• _Text passage_

Rent Or Own

April 1, 2006       Mark Hrywna      

What the stock market was to the 1990s, the real estate market is to the 2000s. Historically low interest rates have facilitated a spending spree and fueled a skyrocketing market. The market may have slowed some while the Federal Reserve has bumped rates up a bit, and might even do so again.

There are a number of factors to consider when a nonprofit must decide to own or lease, including the size, finances, and its short- and long-term space needs.

“It’s a complicated question for anybody,” said Clara Miller, president and CEO of the Nonprofit Finance Fund ( NFF), a financial advisory and lending service for nonprofits. “Some of it depends on what kind of organization you are to begin with.”

Cash on hand “is always good, but many nonprofits decide to buy because of opportunity,” Miller said. For instance, the city or someone donates a building or offers it at a bargain price.

Low interest rates aren’t necessarily a factor in whether a nonprofit will buy, but rather, what a nonprofit can achieve in the real estate market, according to Brian S. Waterman, executive vice president and principal at Newmark Knight Frank in New York City. He said it’s always a good time for nonprofits to buy property, considering the different government programs that provide low-interest financing for nonprofits.

Purchasing is “driven by the availability of product more than anything else,” Waterman said, and will be the driving factor whether a nonprofit will buy.

What compounds the issue for nonprofits, Waterman said, is the allocation of some funds or grants that do not allow for coverage of debt service but do allocate for rental payments.

The ability or desire of landlords to sell usually is driven based on the softness or tightness of the market, according to Waterman. “As the market gets tighter, availability to buy for a nonprofit gets less,” he said.

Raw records

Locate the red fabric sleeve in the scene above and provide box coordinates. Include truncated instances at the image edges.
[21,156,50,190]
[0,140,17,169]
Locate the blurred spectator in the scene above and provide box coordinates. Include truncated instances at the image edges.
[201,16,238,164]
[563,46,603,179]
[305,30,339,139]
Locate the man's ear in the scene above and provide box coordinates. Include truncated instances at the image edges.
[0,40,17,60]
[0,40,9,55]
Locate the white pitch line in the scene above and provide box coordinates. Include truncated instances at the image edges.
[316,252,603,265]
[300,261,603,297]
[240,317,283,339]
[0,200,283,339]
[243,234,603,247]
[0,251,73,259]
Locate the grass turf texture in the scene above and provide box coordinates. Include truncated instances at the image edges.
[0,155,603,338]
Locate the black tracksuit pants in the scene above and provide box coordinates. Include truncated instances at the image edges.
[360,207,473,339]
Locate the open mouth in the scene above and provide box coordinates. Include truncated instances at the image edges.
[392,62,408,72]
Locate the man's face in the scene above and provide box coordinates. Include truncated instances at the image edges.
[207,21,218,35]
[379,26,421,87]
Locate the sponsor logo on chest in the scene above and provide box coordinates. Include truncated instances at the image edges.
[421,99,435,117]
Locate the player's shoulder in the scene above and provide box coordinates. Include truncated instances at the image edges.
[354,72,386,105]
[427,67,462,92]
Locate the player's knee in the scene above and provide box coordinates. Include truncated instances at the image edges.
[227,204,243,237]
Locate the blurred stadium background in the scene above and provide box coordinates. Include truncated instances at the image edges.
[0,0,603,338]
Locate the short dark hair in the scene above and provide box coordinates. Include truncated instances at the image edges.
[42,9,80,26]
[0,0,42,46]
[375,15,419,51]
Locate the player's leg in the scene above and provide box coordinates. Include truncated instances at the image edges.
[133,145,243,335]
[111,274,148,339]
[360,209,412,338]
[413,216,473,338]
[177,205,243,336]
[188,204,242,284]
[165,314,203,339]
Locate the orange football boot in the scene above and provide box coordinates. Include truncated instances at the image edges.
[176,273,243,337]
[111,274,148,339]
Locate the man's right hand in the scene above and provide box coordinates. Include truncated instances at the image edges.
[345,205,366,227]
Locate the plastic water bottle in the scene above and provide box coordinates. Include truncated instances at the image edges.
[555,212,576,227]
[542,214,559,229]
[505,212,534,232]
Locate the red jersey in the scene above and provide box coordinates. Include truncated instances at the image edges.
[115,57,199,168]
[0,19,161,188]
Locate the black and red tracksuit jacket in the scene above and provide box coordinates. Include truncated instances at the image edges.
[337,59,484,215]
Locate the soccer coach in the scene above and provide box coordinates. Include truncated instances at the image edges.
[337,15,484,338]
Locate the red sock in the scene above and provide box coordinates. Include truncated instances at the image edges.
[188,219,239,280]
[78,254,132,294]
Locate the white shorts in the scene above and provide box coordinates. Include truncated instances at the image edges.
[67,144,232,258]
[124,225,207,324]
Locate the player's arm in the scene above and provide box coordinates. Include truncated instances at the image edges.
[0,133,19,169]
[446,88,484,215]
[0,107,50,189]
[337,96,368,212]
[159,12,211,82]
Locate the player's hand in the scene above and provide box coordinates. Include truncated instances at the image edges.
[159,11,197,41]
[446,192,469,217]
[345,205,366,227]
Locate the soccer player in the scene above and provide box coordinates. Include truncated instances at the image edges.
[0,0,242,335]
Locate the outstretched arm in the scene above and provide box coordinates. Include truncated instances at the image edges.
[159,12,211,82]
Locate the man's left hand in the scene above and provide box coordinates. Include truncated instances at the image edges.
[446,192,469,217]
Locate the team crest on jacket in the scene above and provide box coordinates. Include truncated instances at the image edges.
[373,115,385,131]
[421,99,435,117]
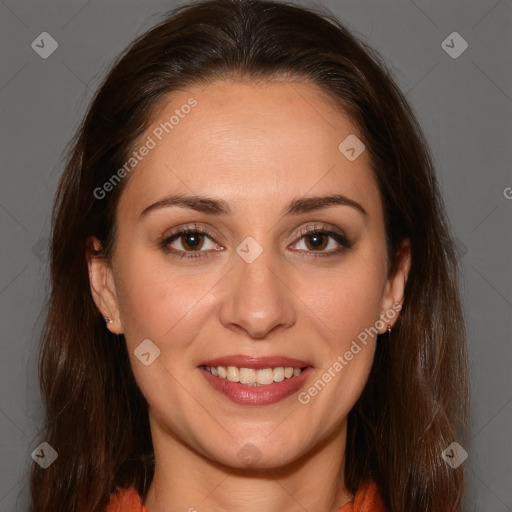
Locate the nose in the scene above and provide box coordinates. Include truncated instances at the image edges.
[220,245,296,339]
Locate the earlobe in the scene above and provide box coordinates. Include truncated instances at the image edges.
[86,236,123,334]
[381,239,411,333]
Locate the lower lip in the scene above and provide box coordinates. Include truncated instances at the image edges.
[199,366,313,405]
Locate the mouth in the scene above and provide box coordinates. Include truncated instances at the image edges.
[198,356,313,406]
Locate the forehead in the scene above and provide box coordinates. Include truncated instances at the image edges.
[119,81,380,216]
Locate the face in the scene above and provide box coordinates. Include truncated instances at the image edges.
[90,81,403,467]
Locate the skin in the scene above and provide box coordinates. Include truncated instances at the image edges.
[88,80,410,512]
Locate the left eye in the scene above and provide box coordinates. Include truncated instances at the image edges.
[296,231,340,252]
[164,229,216,257]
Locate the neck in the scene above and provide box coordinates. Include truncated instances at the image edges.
[144,423,353,512]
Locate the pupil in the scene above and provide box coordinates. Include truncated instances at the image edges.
[185,233,201,247]
[311,235,322,246]
[308,233,325,249]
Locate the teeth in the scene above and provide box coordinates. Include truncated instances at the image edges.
[204,366,302,386]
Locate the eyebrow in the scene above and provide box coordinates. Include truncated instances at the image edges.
[139,194,368,221]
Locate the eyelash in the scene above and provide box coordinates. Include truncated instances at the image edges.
[158,226,353,259]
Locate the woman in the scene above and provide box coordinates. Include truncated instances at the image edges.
[31,0,467,512]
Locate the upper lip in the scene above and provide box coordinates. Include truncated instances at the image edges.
[199,355,312,370]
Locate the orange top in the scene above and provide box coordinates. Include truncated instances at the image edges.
[105,482,386,512]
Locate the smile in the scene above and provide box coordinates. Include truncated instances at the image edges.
[203,366,303,386]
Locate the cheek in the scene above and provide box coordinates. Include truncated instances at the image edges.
[116,251,218,346]
[301,256,384,344]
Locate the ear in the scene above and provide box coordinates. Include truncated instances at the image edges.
[86,236,123,334]
[380,239,411,334]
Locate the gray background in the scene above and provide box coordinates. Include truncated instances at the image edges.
[0,0,512,512]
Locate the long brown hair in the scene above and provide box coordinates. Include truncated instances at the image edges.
[31,0,468,512]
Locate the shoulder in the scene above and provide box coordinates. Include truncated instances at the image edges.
[338,480,386,512]
[105,487,144,512]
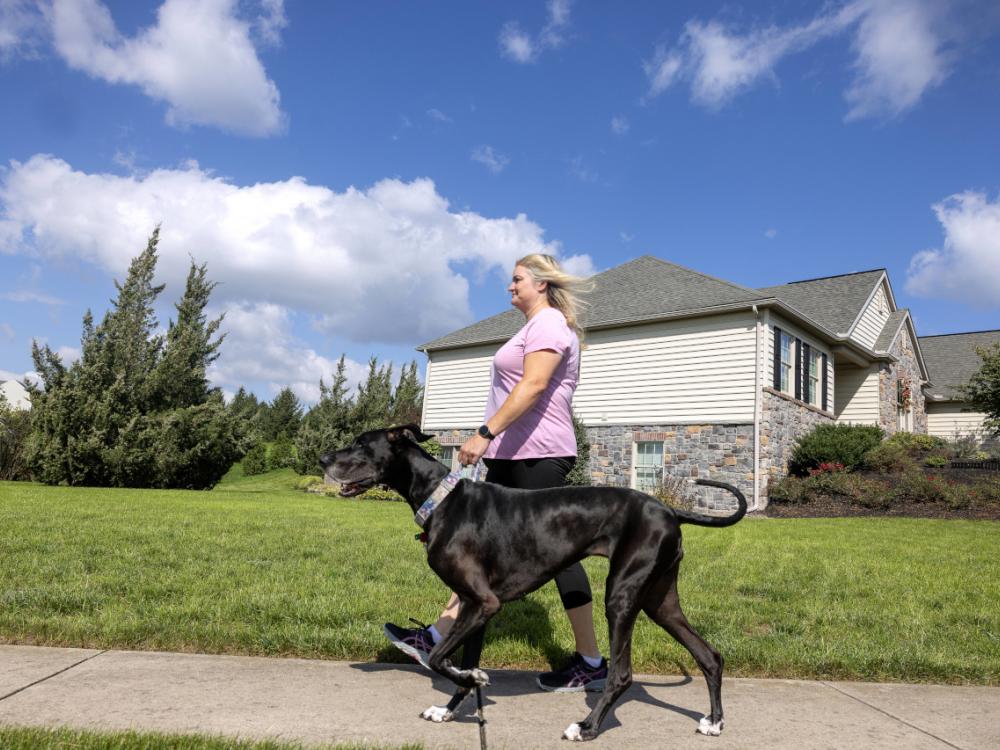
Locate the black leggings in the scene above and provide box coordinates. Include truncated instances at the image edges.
[484,456,593,609]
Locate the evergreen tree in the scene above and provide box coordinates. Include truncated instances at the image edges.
[27,227,240,488]
[295,354,354,474]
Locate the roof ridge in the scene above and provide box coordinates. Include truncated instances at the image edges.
[917,328,1000,339]
[764,268,889,289]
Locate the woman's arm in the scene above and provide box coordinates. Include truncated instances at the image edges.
[458,349,563,465]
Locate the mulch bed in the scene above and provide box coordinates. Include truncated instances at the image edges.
[763,468,1000,521]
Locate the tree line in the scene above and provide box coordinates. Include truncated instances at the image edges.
[0,227,423,489]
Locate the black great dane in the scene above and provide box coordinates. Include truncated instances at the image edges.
[320,424,747,740]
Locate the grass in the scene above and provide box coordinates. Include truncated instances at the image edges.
[0,725,423,750]
[0,472,1000,685]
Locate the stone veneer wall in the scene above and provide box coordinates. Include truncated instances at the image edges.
[878,326,927,435]
[760,388,834,507]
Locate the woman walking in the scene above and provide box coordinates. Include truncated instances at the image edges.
[385,254,608,692]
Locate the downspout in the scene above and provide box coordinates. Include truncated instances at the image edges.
[751,305,764,510]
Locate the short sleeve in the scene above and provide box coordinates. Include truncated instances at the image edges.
[524,310,573,356]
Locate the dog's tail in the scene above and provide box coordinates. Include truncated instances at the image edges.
[674,479,747,528]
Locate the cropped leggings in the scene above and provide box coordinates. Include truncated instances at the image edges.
[484,456,592,609]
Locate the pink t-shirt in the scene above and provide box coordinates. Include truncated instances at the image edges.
[485,307,580,459]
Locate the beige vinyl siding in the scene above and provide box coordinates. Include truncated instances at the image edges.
[851,284,889,349]
[927,401,986,440]
[422,344,500,430]
[573,314,755,425]
[764,315,837,408]
[834,367,878,424]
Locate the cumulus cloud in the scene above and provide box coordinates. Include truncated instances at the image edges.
[0,155,584,345]
[499,0,571,63]
[906,191,1000,308]
[208,301,372,404]
[469,146,510,174]
[49,0,286,136]
[643,0,948,120]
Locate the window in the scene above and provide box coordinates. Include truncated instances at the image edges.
[438,445,455,471]
[778,331,795,393]
[632,441,663,492]
[805,349,823,406]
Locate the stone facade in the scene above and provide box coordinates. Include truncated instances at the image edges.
[760,388,834,505]
[878,326,927,435]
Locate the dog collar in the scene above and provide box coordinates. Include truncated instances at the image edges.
[413,463,483,528]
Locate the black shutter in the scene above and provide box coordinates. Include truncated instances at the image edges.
[774,326,781,391]
[802,344,813,404]
[823,354,830,411]
[795,339,802,398]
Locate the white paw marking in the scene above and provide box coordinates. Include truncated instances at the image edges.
[420,706,455,723]
[563,724,583,742]
[698,716,726,737]
[469,669,490,687]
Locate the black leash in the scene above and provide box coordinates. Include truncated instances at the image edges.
[476,685,487,750]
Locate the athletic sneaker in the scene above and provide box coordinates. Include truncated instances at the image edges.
[536,653,608,693]
[382,617,434,669]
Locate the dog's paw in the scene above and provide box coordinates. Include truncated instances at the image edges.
[469,669,490,687]
[563,724,583,742]
[697,716,726,737]
[420,706,455,723]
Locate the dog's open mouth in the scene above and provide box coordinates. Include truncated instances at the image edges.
[340,477,375,497]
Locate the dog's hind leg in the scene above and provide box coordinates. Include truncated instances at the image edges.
[420,626,486,721]
[643,564,725,736]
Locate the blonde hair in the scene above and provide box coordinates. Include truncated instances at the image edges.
[515,253,594,344]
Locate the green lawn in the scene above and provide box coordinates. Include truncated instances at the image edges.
[0,472,1000,685]
[0,725,423,750]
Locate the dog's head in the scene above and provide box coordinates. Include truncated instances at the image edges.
[319,424,434,497]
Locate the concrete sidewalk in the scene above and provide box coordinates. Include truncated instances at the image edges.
[0,646,1000,750]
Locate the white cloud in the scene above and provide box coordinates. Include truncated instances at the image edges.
[0,155,584,345]
[427,107,454,122]
[611,115,629,135]
[845,0,948,120]
[643,0,947,120]
[469,146,510,174]
[208,302,370,404]
[0,290,66,305]
[499,0,571,63]
[906,191,1000,308]
[50,0,285,136]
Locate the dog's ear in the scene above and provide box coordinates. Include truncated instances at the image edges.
[386,424,434,443]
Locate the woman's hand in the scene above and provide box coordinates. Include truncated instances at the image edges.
[458,435,490,466]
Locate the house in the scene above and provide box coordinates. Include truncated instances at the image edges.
[0,380,31,409]
[418,255,968,507]
[920,331,1000,443]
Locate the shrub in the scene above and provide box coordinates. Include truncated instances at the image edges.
[267,434,295,469]
[243,443,267,477]
[885,431,947,453]
[864,441,916,474]
[788,424,883,476]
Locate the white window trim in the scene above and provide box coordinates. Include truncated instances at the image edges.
[630,440,666,492]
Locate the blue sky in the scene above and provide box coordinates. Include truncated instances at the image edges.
[0,0,1000,401]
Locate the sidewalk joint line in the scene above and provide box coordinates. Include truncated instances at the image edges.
[820,680,965,750]
[0,648,111,701]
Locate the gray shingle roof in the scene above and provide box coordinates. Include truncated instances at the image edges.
[418,255,767,350]
[760,268,885,334]
[917,331,1000,400]
[873,307,919,352]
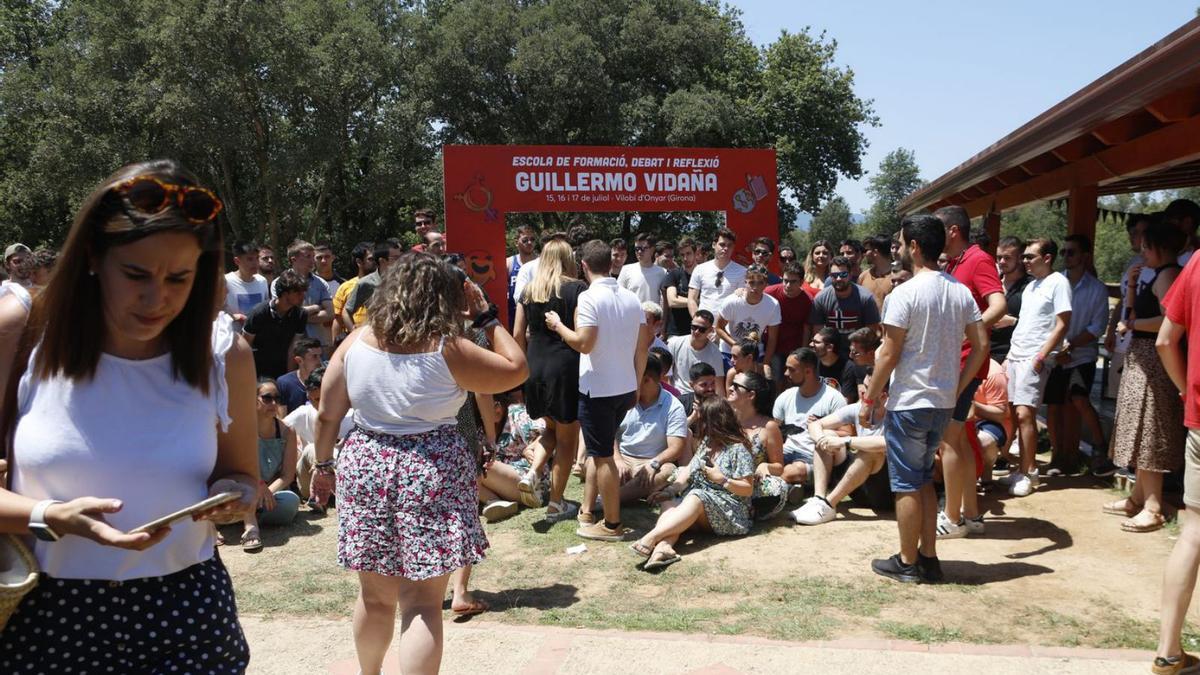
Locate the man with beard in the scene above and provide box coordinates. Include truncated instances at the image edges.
[809,256,880,358]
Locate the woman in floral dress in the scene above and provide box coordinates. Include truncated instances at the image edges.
[630,396,755,572]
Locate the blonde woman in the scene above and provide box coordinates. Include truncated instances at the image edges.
[802,239,833,298]
[512,234,588,521]
[312,253,528,673]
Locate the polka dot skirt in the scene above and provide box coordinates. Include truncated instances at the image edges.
[0,556,250,674]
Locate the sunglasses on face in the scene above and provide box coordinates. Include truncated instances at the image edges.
[113,175,224,225]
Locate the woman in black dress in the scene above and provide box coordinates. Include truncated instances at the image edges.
[512,237,587,521]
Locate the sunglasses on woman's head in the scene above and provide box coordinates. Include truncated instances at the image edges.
[113,175,224,225]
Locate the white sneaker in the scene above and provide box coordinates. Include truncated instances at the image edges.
[792,497,838,525]
[484,500,521,522]
[937,510,967,539]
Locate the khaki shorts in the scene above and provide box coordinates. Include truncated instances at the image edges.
[1183,429,1200,508]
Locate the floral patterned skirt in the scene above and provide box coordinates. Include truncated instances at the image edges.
[337,425,488,581]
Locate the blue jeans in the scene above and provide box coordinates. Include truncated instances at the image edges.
[258,490,300,527]
[883,408,954,492]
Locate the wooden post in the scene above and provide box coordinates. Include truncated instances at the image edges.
[1067,185,1098,243]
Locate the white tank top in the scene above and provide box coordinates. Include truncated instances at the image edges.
[12,313,234,580]
[346,339,467,436]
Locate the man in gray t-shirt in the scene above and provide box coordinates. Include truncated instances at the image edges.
[859,215,988,583]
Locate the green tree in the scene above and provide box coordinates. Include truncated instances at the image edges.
[862,148,925,234]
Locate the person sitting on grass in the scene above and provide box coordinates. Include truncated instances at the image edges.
[792,366,887,525]
[241,377,300,552]
[728,372,790,520]
[614,353,688,503]
[630,396,754,572]
[283,366,354,513]
[725,340,762,392]
[479,392,550,522]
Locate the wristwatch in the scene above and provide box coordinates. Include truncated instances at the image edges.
[29,500,62,542]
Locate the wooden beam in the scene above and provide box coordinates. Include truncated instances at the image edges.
[965,117,1200,215]
[1067,184,1098,241]
[1146,86,1200,124]
[1092,110,1162,145]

• _What to produce_
Duplicate the part of the real estate article that starts with "What the stock" and goes on through "a bargain price.".

• _Answer to this problem_
What the stock market was to the 1990s, the real estate market is to the 2000s. Historically low interest rates have facilitated a spending spree and fueled a skyrocketing market. The market may have slowed some while the Federal Reserve has bumped rates up a bit, and might even do so again.

There are a number of factors to consider when a nonprofit must decide to own or lease, including the size, finances, and its short- and long-term space needs.

“It’s a complicated question for anybody,” said Clara Miller, president and CEO of the Nonprofit Finance Fund ( NFF), a financial advisory and lending service for nonprofits. “Some of it depends on what kind of organization you are to begin with.”

Cash on hand “is always good, but many nonprofits decide to buy because of opportunity,” Miller said. For instance, the city or someone donates a building or offers it at a bargain price.